[What this task involves]: Working from the material below, print the lines from the line holding "Exercise. Pick out the elephant's front" through its final line, inclusive, exactly and with nothing else; pictures are excluded.
+++ Dataset
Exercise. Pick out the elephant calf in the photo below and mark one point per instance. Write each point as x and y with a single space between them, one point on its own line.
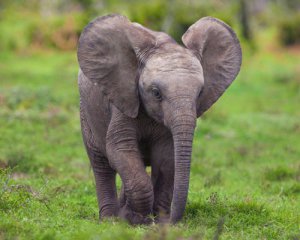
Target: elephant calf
140 96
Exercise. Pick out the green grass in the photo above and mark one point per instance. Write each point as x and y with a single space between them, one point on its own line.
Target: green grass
245 177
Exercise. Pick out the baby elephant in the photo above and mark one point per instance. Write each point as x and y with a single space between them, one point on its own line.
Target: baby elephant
140 96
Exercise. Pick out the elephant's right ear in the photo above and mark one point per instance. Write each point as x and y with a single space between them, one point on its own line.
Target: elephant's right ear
107 55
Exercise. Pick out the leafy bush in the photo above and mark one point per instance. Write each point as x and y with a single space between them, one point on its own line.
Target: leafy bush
289 30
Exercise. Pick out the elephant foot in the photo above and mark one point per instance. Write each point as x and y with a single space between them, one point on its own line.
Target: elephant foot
134 218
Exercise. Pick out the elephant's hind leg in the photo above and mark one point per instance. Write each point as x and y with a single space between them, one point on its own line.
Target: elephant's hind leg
104 174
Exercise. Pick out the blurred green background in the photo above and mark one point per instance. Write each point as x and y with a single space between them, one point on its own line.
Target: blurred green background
245 177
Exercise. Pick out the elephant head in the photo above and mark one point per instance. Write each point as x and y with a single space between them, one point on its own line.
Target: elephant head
139 68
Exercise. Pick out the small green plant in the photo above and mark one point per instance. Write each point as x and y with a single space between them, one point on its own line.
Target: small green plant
289 30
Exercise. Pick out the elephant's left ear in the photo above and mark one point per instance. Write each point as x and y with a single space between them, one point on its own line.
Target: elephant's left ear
218 49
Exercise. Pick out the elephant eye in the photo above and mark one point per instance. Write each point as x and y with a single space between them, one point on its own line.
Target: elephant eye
156 93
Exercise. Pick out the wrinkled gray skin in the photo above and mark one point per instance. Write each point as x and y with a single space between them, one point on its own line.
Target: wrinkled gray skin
141 94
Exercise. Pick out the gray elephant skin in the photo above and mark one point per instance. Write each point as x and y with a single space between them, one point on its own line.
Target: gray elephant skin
140 96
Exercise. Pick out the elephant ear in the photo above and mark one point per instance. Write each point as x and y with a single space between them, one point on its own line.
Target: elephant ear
218 49
108 53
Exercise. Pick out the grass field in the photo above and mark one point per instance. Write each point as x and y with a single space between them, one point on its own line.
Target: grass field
245 177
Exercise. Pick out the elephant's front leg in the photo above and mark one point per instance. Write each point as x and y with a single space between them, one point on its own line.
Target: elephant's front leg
124 157
162 162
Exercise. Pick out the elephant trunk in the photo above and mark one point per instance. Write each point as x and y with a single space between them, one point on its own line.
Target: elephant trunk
183 131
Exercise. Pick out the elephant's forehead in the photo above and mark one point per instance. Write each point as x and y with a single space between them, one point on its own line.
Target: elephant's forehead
175 62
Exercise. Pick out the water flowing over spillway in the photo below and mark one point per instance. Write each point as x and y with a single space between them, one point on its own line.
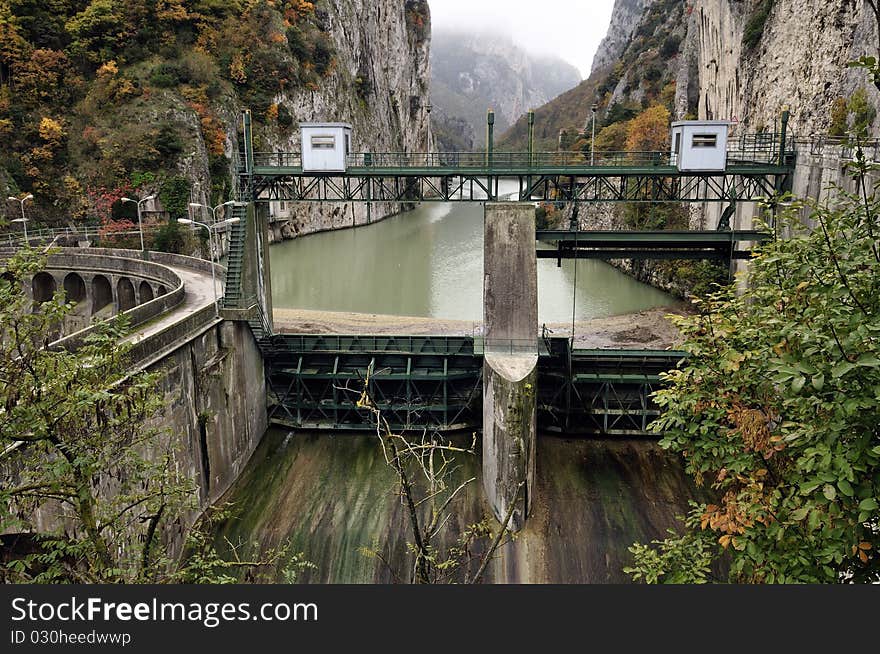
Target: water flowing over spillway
331 495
++++++
[Full answer]:
Exercise. Pick out the elephant's front leg in the photo above and mark one point per instance. Write each point as x and y with a single space between them, one point on its own line.
Target: elephant's front leg
124 157
162 162
Exercise. Pick out the elephant trunk in the photo above and mark one point per instance. Write each point as x and y with a single space between them, one point on its own line.
Target: elephant trunk
183 131
Exercise. Pick out the elephant's forehead in the photo above and mark one point per instance. Write each point as x and y with a single space between them, one point on its own line.
Target: elephant's forehead
175 62
Exercise. Pick out the water flowing over spillway in the photo below and mark one point per instance. Write each point as x and y with a single space between them, one point on its own line.
Target: water flowing over spillway
331 495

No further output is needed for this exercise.